* _Instructions to follow_
Beginning with the first line, transcribe the entries below exactly through the line containing "Target = blue shirt", inclusive.

Items listed in a dataset:
☆ ☆ ☆
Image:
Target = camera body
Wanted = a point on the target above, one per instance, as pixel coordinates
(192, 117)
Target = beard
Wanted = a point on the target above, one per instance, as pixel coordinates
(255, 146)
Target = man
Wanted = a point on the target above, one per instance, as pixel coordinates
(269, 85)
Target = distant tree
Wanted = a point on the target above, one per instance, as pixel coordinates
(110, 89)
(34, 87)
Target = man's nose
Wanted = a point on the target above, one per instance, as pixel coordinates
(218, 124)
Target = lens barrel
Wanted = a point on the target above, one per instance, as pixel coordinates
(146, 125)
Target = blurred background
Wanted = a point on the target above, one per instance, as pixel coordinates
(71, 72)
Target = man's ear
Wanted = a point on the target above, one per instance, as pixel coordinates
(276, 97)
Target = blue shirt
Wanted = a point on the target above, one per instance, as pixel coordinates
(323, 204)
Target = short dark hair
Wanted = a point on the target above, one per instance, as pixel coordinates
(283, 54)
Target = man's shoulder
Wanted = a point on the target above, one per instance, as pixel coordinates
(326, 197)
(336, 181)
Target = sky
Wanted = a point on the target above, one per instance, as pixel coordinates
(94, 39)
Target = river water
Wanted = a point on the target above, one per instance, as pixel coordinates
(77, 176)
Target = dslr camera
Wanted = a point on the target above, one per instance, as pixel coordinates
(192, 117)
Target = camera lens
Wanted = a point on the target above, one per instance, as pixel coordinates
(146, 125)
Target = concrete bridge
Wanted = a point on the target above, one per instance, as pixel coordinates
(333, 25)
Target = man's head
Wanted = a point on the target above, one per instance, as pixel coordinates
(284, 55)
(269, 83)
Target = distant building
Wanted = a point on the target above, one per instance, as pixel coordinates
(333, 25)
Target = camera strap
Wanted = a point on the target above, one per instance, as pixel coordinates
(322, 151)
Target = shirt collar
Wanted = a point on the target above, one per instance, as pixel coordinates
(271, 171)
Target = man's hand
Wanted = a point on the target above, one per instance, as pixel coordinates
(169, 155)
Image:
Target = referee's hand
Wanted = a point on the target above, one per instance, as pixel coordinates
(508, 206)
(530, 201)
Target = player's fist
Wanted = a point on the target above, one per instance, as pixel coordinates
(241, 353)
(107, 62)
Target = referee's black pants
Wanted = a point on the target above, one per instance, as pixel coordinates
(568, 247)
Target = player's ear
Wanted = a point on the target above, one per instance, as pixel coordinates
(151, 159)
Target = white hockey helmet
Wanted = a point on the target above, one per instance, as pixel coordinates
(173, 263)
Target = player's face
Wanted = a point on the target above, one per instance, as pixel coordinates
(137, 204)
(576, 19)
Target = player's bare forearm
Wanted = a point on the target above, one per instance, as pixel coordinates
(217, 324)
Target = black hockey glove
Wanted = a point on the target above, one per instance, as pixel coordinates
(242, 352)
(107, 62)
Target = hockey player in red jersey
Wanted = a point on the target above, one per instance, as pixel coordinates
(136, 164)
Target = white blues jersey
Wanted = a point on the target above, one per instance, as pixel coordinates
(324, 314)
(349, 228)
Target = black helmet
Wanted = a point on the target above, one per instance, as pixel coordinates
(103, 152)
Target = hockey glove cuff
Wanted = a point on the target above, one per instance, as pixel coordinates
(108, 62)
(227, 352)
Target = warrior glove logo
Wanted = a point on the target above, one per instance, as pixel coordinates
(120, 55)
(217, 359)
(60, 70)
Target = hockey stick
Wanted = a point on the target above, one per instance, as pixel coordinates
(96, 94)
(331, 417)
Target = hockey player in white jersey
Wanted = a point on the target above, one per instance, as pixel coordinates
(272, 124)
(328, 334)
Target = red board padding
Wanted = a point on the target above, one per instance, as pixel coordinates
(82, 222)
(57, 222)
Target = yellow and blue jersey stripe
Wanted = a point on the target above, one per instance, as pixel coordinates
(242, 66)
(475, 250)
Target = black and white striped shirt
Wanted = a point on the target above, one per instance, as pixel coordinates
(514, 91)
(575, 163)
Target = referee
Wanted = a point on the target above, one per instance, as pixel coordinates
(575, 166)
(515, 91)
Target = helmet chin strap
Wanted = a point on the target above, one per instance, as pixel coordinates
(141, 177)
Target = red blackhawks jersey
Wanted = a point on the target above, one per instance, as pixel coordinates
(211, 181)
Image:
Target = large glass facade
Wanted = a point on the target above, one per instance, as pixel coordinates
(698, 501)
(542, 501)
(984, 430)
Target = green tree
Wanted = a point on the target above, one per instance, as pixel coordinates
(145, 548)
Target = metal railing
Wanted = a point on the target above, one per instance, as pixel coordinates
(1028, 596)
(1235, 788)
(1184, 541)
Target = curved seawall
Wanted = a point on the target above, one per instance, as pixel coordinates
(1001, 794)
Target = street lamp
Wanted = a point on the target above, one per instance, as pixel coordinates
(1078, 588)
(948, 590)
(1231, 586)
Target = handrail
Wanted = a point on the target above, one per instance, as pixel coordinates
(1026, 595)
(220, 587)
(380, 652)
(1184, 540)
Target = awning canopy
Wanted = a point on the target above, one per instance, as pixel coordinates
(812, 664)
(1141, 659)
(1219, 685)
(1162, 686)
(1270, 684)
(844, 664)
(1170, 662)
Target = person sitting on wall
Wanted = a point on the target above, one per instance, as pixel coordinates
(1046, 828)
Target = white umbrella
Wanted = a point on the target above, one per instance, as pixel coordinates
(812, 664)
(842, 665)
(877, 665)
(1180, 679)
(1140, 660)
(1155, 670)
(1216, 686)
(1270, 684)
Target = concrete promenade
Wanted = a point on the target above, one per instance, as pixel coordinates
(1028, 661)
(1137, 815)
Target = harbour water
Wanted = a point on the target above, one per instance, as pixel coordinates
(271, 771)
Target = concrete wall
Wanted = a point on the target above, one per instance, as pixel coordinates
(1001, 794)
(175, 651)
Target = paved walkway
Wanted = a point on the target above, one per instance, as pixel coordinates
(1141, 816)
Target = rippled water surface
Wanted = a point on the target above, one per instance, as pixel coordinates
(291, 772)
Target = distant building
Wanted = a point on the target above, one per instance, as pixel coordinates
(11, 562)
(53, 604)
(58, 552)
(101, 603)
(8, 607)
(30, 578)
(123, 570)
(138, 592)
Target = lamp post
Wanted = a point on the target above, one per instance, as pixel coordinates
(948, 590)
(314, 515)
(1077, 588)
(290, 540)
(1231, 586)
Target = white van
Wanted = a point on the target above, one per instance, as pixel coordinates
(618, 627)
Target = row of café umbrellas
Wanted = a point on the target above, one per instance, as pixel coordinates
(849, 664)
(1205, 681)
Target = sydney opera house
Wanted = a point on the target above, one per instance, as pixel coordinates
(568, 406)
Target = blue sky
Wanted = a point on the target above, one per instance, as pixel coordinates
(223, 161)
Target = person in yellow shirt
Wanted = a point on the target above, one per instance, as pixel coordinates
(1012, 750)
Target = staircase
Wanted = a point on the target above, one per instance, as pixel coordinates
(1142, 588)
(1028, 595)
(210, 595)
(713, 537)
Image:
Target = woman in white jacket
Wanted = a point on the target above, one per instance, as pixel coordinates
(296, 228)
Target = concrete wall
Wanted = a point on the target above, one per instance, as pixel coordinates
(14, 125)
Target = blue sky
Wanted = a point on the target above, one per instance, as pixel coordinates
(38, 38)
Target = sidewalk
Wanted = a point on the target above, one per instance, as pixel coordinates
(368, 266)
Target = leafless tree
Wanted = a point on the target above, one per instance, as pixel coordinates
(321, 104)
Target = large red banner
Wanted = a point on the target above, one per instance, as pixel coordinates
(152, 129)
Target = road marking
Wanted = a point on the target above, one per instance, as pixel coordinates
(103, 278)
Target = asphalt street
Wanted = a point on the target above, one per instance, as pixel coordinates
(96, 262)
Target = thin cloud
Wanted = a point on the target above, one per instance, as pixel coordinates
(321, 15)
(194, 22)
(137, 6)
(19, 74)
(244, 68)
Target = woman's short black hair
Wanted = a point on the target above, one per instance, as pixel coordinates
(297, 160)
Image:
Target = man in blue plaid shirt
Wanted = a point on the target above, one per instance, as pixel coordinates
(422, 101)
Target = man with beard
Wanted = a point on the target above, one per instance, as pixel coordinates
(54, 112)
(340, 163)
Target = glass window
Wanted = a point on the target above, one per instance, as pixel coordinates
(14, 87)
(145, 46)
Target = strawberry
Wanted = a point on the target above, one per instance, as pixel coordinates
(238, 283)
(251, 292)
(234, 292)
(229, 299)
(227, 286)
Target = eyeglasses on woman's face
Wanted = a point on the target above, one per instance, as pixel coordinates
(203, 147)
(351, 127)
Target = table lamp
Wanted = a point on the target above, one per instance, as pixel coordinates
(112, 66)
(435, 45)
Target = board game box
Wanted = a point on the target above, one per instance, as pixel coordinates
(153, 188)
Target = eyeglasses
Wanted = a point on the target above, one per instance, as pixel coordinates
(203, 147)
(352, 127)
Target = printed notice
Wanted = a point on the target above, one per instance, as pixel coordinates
☆ ☆ ☆
* _Written solution_
Image:
Target = camera body
Wanted = a point on the target above, one per instance, as pixel coordinates
(192, 117)
Target = beard
Wanted = a point on the target above, one per instance, as pixel coordinates
(255, 146)
Target = man
Wanted = a point on the target above, one per instance, as pixel coordinates
(269, 85)
Target = distant tree
Wanted = a point on the target above, one per instance, as pixel coordinates
(110, 89)
(34, 87)
Target = man's nose
Wanted = a point on the target above, one per instance, as pixel coordinates
(218, 124)
Target = lens barrel
Wanted = a point on the target above, one per instance, as pixel coordinates
(146, 125)
Target = blurred background
Wanted = a point on the target above, one per instance, as pixel coordinates
(71, 72)
Target = man's ear
Wanted = a point on the target above, one per instance, as pixel coordinates
(276, 97)
Target = blue shirt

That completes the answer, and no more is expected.